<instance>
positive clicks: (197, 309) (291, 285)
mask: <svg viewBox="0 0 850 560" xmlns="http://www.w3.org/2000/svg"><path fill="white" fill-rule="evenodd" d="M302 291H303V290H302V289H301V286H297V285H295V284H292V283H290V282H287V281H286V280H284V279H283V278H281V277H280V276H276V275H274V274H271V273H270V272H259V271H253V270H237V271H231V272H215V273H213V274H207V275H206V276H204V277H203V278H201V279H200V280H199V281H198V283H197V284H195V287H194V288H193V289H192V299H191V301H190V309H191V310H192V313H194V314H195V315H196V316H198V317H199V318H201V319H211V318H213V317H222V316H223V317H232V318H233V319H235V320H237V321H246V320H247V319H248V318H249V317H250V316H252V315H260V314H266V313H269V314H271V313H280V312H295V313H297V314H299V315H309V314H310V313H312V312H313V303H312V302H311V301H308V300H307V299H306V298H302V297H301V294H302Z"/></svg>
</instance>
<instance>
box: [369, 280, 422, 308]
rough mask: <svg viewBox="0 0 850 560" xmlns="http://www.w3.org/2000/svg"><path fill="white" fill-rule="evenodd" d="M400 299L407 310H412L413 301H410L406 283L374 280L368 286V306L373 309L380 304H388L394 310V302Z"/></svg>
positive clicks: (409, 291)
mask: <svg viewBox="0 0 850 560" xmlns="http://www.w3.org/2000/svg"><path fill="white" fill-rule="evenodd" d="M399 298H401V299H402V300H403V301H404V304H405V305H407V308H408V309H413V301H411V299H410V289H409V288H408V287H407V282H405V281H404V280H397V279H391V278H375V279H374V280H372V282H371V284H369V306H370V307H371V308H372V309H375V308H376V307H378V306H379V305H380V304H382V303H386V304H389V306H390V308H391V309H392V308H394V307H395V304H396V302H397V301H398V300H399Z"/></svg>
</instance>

■ ■ ■ ■ ■

Copy these records over, substituting "foreground clicks" for every "positive clicks" and changing nothing else.

**ANSWER SECTION**
<instance>
foreground clicks: (197, 309) (291, 285)
mask: <svg viewBox="0 0 850 560" xmlns="http://www.w3.org/2000/svg"><path fill="white" fill-rule="evenodd" d="M302 291H303V290H302V289H301V286H297V285H295V284H292V283H290V282H287V281H286V280H284V279H283V278H281V277H280V276H276V275H274V274H271V273H270V272H259V271H253V270H237V271H231V272H215V273H213V274H207V275H206V276H204V277H203V278H201V279H200V280H199V281H198V283H197V284H195V287H194V288H193V289H192V299H191V301H190V309H191V310H192V313H194V314H195V315H196V316H198V317H199V318H201V319H211V318H213V317H222V316H223V317H232V318H233V319H235V320H237V321H246V320H247V319H248V318H249V317H250V316H252V315H260V314H266V313H269V314H271V313H280V312H295V313H297V314H299V315H309V314H310V313H312V312H313V303H312V302H311V301H308V300H307V299H306V298H302V297H301V294H302Z"/></svg>
</instance>
<instance>
box: [369, 280, 422, 308]
rough mask: <svg viewBox="0 0 850 560" xmlns="http://www.w3.org/2000/svg"><path fill="white" fill-rule="evenodd" d="M400 299L407 310H412L413 301H410L406 283L374 280L368 286V306L373 309L380 304H388L394 310V302Z"/></svg>
foreground clicks: (409, 291)
mask: <svg viewBox="0 0 850 560" xmlns="http://www.w3.org/2000/svg"><path fill="white" fill-rule="evenodd" d="M399 298H401V299H402V300H403V301H404V304H405V305H407V308H408V309H413V301H411V299H410V289H409V288H408V287H407V282H405V281H404V280H397V279H391V278H375V279H374V280H372V282H371V284H369V306H370V307H371V308H372V309H375V308H376V307H378V306H379V305H380V304H382V303H386V304H389V306H390V308H391V309H392V308H394V307H395V304H396V302H397V301H398V300H399Z"/></svg>
</instance>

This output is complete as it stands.